__Exercise brief__
Reproduce verbatim the stretch of the data below from the line containing "Could you point to the blurred tree" through the line containing "column 307, row 89", including both of those lines and nothing outside them.

__Dataset entries__
==================================================
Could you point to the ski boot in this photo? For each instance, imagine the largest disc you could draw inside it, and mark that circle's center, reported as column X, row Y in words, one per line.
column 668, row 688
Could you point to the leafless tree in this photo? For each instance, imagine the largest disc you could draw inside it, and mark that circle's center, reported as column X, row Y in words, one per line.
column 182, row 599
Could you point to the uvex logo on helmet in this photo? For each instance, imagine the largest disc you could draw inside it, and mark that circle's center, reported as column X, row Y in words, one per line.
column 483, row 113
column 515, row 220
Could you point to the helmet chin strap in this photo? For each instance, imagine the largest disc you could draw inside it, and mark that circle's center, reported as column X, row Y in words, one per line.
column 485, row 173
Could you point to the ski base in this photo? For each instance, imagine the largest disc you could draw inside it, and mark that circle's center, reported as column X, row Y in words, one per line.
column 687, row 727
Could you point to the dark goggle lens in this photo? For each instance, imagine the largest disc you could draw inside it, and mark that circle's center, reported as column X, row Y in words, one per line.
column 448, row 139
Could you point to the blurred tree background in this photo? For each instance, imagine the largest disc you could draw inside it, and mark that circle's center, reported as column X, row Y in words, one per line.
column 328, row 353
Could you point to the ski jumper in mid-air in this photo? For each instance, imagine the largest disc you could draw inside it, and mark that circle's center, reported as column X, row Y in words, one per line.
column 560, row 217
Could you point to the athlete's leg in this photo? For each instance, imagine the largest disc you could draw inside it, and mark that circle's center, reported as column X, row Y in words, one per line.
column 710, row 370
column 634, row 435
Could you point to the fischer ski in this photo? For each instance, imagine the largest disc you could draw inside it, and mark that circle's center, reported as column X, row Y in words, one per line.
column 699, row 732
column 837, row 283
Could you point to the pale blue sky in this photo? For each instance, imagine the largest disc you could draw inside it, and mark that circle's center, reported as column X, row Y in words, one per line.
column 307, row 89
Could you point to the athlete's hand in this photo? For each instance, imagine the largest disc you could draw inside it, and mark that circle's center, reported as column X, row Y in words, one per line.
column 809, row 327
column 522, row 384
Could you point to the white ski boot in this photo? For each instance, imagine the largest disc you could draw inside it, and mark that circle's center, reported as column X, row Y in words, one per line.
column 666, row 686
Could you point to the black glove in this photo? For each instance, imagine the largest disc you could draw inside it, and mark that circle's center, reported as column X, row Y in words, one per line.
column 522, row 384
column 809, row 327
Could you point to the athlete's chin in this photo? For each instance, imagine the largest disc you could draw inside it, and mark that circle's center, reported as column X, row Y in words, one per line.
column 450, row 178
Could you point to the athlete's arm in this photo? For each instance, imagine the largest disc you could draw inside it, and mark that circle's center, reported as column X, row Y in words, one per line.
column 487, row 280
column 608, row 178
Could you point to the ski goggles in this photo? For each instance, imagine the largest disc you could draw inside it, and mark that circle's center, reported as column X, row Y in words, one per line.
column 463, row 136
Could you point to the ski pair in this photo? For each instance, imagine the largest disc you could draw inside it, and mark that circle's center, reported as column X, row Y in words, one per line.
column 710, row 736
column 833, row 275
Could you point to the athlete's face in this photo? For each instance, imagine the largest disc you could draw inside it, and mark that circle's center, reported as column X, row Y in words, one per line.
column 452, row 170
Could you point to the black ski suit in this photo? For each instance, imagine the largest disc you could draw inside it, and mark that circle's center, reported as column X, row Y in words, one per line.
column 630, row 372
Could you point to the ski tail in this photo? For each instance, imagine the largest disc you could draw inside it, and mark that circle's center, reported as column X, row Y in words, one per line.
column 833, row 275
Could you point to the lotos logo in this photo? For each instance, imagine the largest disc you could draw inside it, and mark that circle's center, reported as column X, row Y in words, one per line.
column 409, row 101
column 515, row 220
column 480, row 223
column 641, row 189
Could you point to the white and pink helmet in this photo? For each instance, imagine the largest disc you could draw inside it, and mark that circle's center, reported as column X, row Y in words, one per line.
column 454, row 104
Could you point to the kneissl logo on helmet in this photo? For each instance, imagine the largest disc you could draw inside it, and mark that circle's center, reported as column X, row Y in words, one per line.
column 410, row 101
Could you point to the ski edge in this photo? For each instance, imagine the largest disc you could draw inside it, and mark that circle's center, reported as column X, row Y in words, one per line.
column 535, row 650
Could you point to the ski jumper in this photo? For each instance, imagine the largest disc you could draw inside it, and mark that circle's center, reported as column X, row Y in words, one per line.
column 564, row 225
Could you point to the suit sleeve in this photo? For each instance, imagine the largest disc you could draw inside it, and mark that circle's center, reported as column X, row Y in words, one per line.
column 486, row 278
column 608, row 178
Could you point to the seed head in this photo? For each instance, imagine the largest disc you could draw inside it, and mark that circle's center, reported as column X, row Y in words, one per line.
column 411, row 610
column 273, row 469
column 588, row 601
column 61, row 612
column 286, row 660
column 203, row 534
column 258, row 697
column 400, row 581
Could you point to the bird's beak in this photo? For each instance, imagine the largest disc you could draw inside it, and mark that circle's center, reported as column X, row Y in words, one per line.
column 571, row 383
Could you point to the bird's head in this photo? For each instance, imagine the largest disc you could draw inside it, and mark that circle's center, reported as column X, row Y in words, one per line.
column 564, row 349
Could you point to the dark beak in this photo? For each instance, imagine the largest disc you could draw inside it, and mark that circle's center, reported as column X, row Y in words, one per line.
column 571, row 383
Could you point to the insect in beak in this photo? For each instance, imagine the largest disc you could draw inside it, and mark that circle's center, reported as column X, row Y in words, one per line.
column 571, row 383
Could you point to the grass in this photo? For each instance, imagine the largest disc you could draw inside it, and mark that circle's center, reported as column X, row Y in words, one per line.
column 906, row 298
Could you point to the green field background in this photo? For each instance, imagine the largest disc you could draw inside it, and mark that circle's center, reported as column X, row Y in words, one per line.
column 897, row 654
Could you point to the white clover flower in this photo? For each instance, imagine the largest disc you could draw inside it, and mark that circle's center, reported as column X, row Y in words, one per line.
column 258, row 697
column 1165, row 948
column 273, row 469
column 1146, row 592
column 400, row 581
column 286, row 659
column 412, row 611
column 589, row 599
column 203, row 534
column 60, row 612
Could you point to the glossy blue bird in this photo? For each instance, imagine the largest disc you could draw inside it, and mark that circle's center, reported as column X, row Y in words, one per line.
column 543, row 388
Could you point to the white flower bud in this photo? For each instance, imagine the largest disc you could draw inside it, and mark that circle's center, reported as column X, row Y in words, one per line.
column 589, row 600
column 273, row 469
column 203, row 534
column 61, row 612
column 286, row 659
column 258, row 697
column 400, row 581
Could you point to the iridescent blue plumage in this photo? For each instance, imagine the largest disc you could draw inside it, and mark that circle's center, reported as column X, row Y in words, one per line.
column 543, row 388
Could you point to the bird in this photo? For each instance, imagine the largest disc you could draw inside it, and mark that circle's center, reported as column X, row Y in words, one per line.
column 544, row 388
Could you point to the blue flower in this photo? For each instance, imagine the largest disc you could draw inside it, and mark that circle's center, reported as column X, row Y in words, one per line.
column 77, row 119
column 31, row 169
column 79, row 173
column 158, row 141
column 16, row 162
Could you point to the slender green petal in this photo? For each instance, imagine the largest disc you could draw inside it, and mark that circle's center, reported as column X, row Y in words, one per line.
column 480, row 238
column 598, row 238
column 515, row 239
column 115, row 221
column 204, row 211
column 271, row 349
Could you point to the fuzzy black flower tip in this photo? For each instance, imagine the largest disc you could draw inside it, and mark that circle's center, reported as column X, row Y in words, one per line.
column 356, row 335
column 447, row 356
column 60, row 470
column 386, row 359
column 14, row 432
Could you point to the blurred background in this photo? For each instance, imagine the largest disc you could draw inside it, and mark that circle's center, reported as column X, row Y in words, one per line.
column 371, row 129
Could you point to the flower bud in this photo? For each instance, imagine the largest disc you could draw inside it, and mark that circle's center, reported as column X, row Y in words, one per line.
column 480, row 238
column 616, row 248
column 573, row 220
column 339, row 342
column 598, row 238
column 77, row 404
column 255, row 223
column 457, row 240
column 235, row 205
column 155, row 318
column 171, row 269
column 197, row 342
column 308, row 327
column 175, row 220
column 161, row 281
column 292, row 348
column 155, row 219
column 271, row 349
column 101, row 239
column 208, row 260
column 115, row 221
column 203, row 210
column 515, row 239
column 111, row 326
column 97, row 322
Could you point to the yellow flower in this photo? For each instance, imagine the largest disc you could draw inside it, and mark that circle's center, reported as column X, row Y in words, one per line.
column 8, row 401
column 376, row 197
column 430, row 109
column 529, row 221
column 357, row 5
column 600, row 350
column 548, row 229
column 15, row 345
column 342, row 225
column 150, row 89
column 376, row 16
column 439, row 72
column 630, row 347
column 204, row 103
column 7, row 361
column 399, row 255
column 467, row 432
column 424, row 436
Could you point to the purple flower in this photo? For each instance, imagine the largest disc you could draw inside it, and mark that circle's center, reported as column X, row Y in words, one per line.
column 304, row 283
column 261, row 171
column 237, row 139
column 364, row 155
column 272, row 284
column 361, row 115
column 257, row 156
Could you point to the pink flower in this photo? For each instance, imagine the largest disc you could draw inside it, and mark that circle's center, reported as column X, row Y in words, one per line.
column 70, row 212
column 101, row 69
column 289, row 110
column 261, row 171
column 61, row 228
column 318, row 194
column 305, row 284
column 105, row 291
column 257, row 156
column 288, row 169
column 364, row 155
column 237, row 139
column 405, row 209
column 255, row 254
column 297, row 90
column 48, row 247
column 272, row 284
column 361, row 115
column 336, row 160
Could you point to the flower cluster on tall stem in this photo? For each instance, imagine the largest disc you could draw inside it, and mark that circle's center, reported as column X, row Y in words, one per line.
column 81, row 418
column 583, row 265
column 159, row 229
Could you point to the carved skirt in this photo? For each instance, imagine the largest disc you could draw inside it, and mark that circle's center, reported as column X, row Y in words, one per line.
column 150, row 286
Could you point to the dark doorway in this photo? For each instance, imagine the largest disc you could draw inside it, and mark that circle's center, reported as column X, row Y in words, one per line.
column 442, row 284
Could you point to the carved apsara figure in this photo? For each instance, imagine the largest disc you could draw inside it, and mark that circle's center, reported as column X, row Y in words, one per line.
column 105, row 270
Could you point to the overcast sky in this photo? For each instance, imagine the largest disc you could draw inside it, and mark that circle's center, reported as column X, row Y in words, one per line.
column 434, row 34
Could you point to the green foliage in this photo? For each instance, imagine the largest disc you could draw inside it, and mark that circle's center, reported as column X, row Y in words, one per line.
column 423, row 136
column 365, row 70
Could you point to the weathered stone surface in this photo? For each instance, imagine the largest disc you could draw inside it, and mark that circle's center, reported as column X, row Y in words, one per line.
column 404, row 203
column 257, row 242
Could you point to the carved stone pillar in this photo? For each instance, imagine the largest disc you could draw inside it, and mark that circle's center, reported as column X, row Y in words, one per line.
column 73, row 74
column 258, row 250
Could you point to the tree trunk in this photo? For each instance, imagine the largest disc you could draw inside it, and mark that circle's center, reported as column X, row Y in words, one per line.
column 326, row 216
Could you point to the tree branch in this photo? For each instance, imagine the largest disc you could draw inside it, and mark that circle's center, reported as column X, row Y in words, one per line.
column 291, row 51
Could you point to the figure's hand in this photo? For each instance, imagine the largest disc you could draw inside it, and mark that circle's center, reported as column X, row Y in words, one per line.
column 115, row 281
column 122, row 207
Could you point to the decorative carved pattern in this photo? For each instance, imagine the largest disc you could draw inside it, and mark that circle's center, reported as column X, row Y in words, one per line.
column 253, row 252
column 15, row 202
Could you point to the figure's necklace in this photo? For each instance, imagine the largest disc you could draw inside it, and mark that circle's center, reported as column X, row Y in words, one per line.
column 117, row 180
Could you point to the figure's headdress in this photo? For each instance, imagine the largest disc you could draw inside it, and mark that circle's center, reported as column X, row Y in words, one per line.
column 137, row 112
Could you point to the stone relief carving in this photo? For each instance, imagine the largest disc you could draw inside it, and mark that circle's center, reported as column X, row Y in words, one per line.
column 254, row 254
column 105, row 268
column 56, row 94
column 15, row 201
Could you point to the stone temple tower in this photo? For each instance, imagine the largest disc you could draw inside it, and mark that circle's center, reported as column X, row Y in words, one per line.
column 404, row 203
==================================================
__Final result__
Could you point to the blurred tree background in this photo? For each instance, imagine the largest disc you could draw inside it, and mark that circle's center, reported as column X, row Y in words, one per line.
column 328, row 353
Could you point to the ski jumper in mid-air in this photo? For each instance, imagine the largest disc you could draw inside it, and mark that circle's center, reported as column X, row Y in words, one per line.
column 560, row 217
Could you point to the athlete's leg in this photo? For each instance, imagine the largest disc you could draw inside it, and mark that circle's center, reported as column X, row Y in words, one per line.
column 710, row 370
column 634, row 435
Could you point to the fischer ski in this photo? For each instance, imagine the largest disc you could draw inside it, and mark that circle's center, reported as column X, row Y in words, one per line.
column 699, row 732
column 837, row 283
Could you point to the pale blue sky in this photo? For each instance, imagine the largest disc you could draw inside it, and mark that circle's center, reported as column X, row Y in words, one per line.
column 307, row 89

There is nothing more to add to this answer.